Instructions for the task: Rescale everything from the line containing "of the smooth" down to the end of the entries below. Write those lines out again, request lines included, with each x and y coordinate in the answers multiplied by 0.75 and rounded to a whole number, halves rounded up.

Record set:

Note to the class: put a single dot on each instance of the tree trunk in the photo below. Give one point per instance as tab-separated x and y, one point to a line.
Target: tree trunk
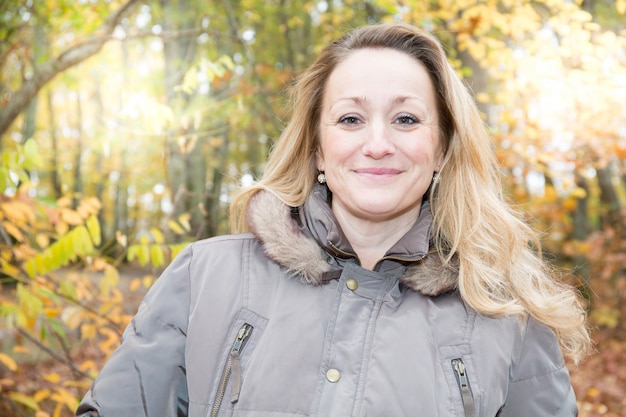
55	169
78	157
608	196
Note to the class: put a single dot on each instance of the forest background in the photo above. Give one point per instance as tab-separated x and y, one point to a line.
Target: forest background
125	126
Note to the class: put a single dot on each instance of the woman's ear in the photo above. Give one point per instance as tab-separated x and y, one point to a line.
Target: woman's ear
319	161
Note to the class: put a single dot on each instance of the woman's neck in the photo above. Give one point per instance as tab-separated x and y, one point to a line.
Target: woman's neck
371	240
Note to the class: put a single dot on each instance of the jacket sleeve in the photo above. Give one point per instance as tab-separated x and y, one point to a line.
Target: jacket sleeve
146	375
540	383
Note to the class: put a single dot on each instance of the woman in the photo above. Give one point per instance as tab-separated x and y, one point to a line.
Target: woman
383	275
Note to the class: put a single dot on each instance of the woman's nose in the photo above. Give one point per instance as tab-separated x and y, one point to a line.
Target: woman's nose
378	142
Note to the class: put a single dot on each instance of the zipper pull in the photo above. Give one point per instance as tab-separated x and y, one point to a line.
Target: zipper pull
459	367
466	391
235	370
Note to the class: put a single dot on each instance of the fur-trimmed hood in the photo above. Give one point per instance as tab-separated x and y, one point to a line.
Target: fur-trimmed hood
302	239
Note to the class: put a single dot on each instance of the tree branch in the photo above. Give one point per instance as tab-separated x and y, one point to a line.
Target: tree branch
73	56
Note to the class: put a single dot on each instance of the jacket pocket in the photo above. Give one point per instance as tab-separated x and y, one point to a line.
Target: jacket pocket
239	346
465	389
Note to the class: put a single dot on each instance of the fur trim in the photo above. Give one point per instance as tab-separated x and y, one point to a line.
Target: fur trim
269	219
431	276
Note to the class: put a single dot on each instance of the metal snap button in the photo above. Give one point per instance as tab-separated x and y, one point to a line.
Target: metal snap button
333	375
352	284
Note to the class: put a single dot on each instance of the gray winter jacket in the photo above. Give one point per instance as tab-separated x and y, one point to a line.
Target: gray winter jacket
283	322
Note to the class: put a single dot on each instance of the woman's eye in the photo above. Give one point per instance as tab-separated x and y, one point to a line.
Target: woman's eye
349	119
407	119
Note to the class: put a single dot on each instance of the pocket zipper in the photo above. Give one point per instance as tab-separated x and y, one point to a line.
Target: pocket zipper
232	369
464	386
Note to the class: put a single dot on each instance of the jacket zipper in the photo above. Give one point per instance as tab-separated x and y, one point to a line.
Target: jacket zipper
464	387
232	370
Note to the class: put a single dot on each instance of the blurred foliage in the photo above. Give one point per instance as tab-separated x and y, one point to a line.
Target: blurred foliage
130	152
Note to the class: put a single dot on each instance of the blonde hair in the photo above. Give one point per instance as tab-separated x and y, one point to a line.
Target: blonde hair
499	271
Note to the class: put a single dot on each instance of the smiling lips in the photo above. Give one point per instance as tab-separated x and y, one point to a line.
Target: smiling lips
378	171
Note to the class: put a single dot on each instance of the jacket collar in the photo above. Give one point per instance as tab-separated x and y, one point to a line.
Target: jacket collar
301	239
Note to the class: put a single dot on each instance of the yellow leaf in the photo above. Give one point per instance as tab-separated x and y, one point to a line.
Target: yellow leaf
52	312
43	240
156	254
71	316
87	331
18	211
93	226
61	228
157	235
88	365
71	217
20	349
8	362
121	239
64	202
6	382
26	400
175	227
54	378
184	220
13	230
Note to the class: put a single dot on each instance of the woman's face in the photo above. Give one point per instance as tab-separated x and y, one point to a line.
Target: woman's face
379	142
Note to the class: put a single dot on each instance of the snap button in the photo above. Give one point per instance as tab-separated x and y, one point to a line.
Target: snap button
352	284
333	375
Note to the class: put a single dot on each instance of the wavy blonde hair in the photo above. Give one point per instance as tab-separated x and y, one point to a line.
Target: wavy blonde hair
500	267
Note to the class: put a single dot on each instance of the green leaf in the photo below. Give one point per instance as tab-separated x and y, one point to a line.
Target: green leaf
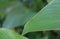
18	18
49	1
47	19
8	34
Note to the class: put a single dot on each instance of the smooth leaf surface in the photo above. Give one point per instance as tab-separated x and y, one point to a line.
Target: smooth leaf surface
8	34
47	19
18	18
49	1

The response:
Note to the class: put a single dot on each instance of the smooth leaf surface in the photo above. Give one point per instance as tab-separated x and y, one point to a line.
Target: smooth leaf surface
6	26
35	14
14	14
37	1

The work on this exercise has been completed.